- **Requests**
1) In the claims on web service requests, over which protocol is a SOAP web service request transported to the web service container?
2) Copy the part of the claims on web service requests starting at "3. The method" and ending at "Transfer Protocol (HTTP).", substituting "business rules" for "business logics".

- **Document passage**
★ ★ ★ ★ ★

2. The method of claim 1 , wherein the processing of the web service requests in the queue comprises:
retrieving a web service request from the front of the queue;
invoking a web service requested by the retrieved web service request, wherein when at least one parameter associated with the retrieved web service request is determined, the web service is invoked by the retrieved web service request with the at least one parameter; and
returning a response from the invoked web service corresponding to the retrieved web service request.
3. The method of claim 1 , further comprising assigning a thread from a thread pool for processing each of the web service requests in the queue.
4. The method of claim 1 , wherein the priority for the web service request is determined based on business logics.
5. The method of claim 2 , wherein the web service request is in accordance with the Simple Object Access Protocol (SOAP) and transported to the web service container over the HyperText Transfer Protocol (HTTP).
6. The method of claim 5 , further comprising decoding the received web service request to determine information represented within the web service request.
7. The method of claim 6 , wherein the web service requested by the web service request is determined from the information obtained from the decoded web service request.

★ ★ ★ ★ ★

- **Provided data**
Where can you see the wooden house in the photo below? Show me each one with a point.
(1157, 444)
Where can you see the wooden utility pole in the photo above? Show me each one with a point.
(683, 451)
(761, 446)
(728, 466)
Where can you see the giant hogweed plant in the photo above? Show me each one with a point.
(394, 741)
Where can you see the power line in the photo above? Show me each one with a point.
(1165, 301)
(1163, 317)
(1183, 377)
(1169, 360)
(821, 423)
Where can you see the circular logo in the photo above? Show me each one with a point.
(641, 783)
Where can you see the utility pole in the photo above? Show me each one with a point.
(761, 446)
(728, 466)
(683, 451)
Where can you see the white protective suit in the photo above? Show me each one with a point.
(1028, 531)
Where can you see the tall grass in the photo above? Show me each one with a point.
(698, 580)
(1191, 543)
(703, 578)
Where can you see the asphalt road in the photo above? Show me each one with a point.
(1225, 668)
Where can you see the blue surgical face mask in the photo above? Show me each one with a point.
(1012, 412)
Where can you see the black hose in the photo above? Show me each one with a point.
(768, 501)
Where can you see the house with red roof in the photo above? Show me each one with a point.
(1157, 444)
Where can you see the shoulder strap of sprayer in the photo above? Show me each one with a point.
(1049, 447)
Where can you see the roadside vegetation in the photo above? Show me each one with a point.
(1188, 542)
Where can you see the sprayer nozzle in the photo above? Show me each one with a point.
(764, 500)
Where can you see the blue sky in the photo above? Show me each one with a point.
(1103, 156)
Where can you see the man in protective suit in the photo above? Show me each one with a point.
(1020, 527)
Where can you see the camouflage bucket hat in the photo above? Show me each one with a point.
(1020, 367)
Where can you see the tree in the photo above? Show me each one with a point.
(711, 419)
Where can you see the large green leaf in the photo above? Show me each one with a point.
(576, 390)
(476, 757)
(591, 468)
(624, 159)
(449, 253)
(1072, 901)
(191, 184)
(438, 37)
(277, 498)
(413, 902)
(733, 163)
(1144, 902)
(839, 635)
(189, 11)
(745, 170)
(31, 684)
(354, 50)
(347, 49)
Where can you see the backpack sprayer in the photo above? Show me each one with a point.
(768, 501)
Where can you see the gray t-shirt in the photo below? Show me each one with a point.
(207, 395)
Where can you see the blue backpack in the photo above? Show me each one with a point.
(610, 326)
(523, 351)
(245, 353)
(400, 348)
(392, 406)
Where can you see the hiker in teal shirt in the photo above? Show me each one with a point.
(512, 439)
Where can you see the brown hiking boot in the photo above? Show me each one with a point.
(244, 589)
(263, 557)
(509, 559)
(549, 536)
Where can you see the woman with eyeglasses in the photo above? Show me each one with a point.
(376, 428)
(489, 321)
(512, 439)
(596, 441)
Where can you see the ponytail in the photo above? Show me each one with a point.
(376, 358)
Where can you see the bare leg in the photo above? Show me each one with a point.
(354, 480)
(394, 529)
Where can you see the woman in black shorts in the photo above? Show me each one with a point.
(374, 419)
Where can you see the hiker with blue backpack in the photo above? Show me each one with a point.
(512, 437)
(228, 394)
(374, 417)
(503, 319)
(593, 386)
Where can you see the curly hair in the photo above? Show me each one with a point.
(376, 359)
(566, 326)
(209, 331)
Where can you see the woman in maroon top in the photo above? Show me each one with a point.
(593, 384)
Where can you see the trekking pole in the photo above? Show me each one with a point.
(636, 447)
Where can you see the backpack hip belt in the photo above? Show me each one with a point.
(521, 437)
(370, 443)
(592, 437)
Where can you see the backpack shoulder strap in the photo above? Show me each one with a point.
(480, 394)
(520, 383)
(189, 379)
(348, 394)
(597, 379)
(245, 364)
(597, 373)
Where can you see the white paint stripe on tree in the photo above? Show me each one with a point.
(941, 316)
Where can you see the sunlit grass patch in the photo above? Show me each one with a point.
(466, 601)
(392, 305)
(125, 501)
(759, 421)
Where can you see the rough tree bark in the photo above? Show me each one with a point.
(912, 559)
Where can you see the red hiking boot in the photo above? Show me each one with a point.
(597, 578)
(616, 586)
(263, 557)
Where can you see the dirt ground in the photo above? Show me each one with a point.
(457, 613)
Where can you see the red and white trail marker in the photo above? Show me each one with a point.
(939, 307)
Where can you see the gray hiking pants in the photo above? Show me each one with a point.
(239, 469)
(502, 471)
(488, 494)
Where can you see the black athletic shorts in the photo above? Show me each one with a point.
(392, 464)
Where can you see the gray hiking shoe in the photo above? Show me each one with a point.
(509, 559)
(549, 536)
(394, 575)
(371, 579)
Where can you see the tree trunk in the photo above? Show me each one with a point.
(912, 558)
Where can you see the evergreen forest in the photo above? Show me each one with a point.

★ ★ ★ ★ ★

- **Response list**
1) The HyperText Transfer Protocol (HTTP).

2)
3. The method of claim 1 , further comprising assigning a thread from a thread pool for processing each of the web service requests in the queue.
4. The method of claim 1 , wherein the priority for the web service request is determined based on business rules.
5. The method of claim 2 , wherein the web service request is in accordance with the Simple Object Access Protocol (SOAP) and transported to the web service container over the HyperText Transfer Protocol (HTTP).